Activity:
In the listing below, locate the line that contains "Report one point per instance of the railway" and the line that contains "Report one point per instance of the rusty". Restate word for word those two lines and every line between them, and nothing else.

───

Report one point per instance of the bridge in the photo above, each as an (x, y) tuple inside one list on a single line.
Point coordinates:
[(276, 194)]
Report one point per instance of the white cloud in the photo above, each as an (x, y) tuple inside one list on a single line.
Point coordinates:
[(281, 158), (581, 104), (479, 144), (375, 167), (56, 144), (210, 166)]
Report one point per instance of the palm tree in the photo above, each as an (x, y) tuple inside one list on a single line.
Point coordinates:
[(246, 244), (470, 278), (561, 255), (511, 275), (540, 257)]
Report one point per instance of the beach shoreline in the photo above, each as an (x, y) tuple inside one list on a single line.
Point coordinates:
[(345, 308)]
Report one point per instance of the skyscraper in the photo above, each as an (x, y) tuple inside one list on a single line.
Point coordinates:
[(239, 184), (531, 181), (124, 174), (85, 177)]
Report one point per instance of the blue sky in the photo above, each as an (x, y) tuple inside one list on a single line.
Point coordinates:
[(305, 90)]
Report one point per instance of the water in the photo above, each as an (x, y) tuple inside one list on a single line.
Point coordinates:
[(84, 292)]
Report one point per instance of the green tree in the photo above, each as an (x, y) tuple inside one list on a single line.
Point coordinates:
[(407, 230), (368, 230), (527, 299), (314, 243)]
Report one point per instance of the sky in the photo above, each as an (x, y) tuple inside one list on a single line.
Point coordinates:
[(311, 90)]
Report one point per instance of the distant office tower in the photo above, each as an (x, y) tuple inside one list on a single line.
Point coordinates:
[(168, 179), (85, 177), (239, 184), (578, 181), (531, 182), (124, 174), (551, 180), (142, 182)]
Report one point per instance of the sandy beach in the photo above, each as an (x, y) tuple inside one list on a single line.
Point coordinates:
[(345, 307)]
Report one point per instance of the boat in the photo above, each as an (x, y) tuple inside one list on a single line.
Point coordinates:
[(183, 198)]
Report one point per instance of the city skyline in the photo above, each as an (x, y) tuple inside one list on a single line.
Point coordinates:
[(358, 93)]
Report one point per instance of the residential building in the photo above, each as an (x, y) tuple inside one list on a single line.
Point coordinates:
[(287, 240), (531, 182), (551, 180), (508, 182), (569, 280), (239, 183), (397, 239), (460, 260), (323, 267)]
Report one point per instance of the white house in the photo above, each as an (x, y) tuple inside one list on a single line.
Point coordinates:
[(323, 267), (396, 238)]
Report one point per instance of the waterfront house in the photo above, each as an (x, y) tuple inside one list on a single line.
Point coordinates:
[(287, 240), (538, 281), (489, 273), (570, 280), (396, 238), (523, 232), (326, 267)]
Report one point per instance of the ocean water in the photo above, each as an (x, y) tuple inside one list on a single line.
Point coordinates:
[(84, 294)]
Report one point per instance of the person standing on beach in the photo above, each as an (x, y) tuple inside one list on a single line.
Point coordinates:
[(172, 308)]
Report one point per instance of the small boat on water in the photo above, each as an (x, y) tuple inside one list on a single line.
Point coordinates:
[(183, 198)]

───

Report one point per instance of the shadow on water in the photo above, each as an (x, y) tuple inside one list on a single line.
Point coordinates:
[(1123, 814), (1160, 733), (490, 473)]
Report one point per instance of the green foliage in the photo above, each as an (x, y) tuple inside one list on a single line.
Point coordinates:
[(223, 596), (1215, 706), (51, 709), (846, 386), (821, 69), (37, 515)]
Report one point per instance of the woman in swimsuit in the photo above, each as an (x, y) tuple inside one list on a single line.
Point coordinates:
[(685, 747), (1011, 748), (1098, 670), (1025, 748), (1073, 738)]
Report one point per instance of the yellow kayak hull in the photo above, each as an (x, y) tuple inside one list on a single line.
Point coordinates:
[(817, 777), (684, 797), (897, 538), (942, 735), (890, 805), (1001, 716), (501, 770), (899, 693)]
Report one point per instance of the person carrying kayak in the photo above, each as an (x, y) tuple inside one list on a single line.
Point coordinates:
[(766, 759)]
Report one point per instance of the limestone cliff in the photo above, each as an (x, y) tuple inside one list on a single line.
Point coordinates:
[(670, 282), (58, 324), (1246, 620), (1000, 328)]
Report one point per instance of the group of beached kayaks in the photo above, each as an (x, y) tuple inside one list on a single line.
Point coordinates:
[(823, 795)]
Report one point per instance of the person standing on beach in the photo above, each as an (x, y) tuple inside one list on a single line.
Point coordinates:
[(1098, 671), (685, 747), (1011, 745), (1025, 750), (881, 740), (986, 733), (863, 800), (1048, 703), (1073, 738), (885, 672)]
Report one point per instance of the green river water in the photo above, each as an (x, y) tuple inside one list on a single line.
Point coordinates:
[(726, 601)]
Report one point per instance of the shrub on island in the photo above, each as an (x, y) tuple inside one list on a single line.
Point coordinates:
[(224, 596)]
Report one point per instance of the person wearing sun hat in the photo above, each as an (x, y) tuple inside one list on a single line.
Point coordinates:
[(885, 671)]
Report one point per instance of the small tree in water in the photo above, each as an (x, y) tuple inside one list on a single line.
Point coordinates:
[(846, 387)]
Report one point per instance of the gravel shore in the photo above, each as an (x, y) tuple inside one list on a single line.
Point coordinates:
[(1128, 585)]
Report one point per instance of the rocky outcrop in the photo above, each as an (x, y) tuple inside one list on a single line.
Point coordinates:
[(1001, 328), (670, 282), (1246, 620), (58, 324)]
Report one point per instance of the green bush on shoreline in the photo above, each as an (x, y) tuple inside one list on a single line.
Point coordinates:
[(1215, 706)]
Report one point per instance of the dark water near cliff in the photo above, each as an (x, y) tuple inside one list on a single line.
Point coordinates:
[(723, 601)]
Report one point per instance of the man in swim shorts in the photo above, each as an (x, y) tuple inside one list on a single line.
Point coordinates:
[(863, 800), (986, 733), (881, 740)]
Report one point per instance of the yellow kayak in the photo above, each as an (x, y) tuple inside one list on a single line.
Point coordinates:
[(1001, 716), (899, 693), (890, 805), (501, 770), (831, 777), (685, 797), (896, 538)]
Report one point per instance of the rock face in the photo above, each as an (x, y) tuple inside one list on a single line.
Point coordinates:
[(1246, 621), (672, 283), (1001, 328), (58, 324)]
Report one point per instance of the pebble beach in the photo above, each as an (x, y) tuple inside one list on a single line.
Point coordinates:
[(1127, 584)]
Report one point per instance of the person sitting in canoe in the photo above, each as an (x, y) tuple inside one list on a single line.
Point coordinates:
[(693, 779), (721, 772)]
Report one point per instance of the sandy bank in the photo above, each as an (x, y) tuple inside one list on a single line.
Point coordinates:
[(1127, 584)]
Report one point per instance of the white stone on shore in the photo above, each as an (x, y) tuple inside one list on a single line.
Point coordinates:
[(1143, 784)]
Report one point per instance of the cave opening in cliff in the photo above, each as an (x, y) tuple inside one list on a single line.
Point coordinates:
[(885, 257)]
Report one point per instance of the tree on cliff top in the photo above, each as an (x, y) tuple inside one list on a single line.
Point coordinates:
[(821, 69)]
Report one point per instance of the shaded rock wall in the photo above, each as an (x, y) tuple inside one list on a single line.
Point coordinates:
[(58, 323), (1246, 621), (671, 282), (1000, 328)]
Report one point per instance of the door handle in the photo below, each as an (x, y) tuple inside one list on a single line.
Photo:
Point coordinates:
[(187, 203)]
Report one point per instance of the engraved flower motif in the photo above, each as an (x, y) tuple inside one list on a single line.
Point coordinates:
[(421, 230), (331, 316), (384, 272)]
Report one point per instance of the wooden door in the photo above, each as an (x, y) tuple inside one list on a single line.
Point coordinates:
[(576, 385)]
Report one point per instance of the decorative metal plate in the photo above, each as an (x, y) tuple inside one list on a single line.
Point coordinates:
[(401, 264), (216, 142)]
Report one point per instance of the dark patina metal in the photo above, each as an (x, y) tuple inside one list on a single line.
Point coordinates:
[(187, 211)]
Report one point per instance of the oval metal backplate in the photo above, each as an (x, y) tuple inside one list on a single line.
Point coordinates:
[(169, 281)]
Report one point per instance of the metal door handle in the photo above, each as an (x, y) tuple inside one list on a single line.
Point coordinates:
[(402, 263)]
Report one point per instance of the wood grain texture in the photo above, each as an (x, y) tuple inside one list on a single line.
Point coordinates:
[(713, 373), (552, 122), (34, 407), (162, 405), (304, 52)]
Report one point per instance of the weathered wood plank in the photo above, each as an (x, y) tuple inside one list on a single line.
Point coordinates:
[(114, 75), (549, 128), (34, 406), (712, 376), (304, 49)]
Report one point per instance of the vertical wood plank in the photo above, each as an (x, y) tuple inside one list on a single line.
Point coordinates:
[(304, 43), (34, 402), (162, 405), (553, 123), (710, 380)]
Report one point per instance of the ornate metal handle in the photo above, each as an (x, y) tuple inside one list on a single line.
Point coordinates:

───

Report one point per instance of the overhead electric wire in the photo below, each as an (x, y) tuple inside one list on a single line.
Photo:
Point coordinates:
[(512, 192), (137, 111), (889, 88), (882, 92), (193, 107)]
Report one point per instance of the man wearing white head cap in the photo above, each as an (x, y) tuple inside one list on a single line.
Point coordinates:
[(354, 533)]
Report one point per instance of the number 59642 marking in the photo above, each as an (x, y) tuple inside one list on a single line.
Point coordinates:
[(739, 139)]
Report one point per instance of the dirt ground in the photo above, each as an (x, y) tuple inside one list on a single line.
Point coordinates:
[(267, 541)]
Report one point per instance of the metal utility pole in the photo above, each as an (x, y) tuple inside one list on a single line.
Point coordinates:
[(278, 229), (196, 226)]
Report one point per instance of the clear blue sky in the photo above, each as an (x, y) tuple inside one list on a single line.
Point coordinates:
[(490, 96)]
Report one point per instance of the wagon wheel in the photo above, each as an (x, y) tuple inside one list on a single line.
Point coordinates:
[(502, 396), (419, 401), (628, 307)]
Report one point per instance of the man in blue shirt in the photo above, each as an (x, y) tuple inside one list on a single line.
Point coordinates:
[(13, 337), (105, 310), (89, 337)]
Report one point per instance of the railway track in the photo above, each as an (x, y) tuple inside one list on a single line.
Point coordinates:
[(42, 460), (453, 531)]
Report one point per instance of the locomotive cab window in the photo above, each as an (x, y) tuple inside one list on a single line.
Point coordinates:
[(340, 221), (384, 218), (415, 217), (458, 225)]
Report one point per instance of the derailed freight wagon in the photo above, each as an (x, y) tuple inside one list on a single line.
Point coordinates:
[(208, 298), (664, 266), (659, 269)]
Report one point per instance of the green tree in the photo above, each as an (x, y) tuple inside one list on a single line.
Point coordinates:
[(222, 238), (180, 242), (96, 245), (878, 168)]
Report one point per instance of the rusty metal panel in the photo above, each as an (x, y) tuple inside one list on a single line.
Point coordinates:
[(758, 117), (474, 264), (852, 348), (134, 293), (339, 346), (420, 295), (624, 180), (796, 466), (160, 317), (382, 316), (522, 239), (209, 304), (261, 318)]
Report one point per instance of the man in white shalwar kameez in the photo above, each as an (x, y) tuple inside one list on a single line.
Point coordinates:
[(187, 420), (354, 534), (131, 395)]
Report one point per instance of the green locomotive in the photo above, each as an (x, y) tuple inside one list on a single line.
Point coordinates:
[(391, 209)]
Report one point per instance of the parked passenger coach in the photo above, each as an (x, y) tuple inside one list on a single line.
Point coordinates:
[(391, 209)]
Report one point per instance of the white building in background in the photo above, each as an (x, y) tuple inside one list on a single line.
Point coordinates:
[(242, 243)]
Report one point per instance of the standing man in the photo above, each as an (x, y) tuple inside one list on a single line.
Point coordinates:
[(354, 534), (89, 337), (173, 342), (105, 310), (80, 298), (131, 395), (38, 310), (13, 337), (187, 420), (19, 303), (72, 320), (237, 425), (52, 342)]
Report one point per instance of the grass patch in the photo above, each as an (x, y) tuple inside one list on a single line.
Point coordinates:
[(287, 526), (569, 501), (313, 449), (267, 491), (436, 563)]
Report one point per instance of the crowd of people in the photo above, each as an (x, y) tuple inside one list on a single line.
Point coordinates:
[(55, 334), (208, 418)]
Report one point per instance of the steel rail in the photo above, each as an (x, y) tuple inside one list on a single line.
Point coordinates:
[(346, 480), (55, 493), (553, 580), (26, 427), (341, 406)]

───

Exercise response:
Report one point per instance of the railway track in the photo above, each as an (x, y) tuple inside one list on a single line.
Point coordinates:
[(42, 460), (453, 531)]
Report one point per instance of the locomotive cab window in the photo above, each as an (x, y) tuple inside one list on a single line.
Point coordinates:
[(340, 221), (384, 218), (415, 217), (458, 225)]
Report one point per instance of the derailed freight wagon in the photo above, each as an (x, y) tuple inside one list on a single line.
Point coordinates:
[(208, 298), (664, 266), (659, 269)]
Report one point per instance of the green tree in the photo above, each as an (x, y) tuple inside one list on a single line.
Point coordinates:
[(222, 238), (180, 242), (96, 245), (878, 168)]
Report one point per instance of the rusty metal panel in the photo above, each as an (x, y) tuple inside one list on a single line.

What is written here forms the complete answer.